WHAT IS ASKED - In the forum thread below about excluding special characters with regex, which language does the original poster say the solution is needed in?

SOURCE PASSAGE -
::::::::
LinuxQuestions.org

LinuxQuestions.org (/questions/)
-   Programming (https://www.linuxquestions.org/questions/programming-9/)
-   -   How to exclude all speacial characters using regex? (https://www.linuxquestions.org/questions/programming-9/how-to-exclude-all-speacial-characters-using-regex-4175657614/)

blason 07-18-2019 07:44 AM

How to exclude all speacial characters using regex?
 
Hi Folks,

I need to exclude special characters from file and only include
[a-zA-Z0-9] . -

In-fact I am just including domain names and exclude all special characters.

I am not able achieve the same.

~`!@#$%^&*()_+={}[]\|;:'"<,>/?

Can someone please help?

pan64 07-18-2019 07:45 AM

which language is it? do you have any written code already?

BW-userx 07-18-2019 07:52 AM

a quick search

blason 07-18-2019 07:57 AM

Quote:

Originally Posted by pan64 (Post 6016202)
which language is it? do you have any written code already?

Need that in bash, dang I am not regex pro but giving my best and failing :(
Any hint?

blason 07-18-2019 07:59 AM

My sample text would be

example.com
test.com
test123.com
123test.ocm
calid-domain.com
test-test.net
!def
@fsf
dafsrf#
fffgg$.net
%rrt.com
^testcom
asddf&.net
as*
(
)
_
+
=
\
;
:
'
"
<
,
>
?
/

TB0ne 07-18-2019 08:23 AM

Quote:

Originally Posted by blason (Post 6016211)
Need that in bash, dang I am not regex pro but giving my best and failing :(
Any hint?

You've been posting things like this for a good while now:
https://www.linuxquestions.org/quest...es-4175657403/
https://www.linuxquestions.org/quest...nd-4175656948/
https://www.linuxquestions.org/quest...rs-4175655180/
https://www.linuxquestions.org/quest...ng-4175648204/
https://www.linuxquestions.org/quest...es-4175641557/
https://www.linuxquestions.org/quest...pt-4175635666/
https://www.linuxquestions.org/quest...pt-4175616729/

Show your own efforts when posting, and do basic research. After three years, you should have SOME scripting/research skills.

Putting "bash regex strip out anything but letters and numbers" into Google pulls up a LOT of 'hints'. You've been told many times to post things in CODE tags, but don't seem to follow that advice either. The [:alnum:] is alpha-numeric.

blason 07-18-2019 08:30 AM

Quote:

Originally Posted by TB0ne (Post 6016222)
::::::::
GIVEN INFORMATION -

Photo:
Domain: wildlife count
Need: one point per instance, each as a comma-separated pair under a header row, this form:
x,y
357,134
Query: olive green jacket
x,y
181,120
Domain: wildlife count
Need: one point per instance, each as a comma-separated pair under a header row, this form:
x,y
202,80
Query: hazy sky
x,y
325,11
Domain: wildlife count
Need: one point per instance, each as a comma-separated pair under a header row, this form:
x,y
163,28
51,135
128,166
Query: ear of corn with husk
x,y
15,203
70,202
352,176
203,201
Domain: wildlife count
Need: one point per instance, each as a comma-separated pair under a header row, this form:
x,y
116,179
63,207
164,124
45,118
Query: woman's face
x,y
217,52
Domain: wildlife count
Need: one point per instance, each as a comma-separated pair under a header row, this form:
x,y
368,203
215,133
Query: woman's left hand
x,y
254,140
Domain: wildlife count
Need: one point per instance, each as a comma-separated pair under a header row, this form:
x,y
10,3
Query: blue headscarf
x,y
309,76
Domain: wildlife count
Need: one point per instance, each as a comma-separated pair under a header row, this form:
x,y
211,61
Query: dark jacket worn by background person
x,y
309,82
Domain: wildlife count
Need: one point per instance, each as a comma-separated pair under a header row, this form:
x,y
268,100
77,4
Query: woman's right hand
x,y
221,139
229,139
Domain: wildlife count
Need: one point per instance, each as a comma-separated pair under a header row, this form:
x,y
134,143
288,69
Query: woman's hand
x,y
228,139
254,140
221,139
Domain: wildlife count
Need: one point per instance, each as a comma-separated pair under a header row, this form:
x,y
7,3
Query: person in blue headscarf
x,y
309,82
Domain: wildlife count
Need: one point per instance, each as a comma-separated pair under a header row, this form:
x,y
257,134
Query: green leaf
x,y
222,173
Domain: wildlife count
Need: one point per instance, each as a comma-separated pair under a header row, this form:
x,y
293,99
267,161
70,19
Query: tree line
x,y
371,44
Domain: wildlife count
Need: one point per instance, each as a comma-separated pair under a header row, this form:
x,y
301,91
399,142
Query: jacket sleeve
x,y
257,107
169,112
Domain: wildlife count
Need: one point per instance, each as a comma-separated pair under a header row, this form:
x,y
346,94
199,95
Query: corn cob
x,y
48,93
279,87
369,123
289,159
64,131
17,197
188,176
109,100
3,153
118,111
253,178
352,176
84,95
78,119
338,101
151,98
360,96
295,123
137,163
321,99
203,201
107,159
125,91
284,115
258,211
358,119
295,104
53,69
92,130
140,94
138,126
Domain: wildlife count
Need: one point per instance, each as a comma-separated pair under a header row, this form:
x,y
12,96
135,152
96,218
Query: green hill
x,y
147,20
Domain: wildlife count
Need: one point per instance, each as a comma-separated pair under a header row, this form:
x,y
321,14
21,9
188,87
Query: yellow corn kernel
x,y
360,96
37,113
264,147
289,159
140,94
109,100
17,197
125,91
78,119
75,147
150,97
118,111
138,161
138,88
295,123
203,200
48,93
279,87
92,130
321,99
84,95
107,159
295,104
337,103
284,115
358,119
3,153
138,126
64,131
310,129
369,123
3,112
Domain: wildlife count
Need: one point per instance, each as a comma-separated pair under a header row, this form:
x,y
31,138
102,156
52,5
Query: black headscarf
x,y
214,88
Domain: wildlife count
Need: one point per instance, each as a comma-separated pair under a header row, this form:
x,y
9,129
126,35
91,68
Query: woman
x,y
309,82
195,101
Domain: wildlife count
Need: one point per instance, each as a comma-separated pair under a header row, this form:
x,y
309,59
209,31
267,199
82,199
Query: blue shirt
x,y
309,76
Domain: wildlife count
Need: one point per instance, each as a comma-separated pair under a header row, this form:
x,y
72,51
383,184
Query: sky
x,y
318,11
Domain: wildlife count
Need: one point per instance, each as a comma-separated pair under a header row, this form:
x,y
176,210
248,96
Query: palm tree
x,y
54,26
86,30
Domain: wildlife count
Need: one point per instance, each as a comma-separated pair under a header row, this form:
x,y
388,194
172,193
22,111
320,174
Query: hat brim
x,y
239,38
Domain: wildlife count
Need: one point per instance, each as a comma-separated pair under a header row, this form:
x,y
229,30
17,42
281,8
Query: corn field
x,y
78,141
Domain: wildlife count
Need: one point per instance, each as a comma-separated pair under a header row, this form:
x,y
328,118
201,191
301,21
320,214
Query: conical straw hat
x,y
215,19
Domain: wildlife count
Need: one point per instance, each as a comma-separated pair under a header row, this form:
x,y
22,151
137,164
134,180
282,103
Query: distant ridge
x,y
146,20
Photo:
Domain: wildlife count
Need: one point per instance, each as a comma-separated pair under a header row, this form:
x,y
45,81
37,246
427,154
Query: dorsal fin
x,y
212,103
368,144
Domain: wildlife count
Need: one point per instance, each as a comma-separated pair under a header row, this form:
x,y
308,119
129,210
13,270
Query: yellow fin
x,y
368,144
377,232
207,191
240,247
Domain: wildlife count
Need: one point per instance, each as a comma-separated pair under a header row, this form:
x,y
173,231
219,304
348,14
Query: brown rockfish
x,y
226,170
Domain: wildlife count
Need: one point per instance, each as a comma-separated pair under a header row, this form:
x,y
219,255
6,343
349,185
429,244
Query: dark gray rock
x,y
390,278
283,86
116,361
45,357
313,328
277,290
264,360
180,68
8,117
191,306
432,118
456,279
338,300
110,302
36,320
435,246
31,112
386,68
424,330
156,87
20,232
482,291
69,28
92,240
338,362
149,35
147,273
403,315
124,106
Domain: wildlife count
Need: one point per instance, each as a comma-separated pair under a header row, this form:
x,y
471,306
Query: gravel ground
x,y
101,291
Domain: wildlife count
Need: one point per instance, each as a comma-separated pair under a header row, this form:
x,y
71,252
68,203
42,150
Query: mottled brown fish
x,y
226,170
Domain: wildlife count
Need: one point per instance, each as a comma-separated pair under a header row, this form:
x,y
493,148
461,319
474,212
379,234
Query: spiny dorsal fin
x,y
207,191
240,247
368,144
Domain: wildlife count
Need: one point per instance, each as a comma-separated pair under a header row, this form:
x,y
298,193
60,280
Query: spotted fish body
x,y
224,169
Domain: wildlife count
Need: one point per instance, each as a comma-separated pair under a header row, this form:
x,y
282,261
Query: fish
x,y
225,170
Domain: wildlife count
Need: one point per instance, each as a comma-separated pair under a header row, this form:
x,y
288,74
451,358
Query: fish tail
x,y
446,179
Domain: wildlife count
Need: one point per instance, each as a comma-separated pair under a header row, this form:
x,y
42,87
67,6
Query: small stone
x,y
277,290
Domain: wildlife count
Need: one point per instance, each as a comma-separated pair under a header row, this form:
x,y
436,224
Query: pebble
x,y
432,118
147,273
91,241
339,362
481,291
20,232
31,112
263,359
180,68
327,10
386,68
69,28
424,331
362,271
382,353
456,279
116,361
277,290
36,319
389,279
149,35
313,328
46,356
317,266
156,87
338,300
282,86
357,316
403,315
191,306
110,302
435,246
::::::::
WRITTEN RESPONSE - Bash.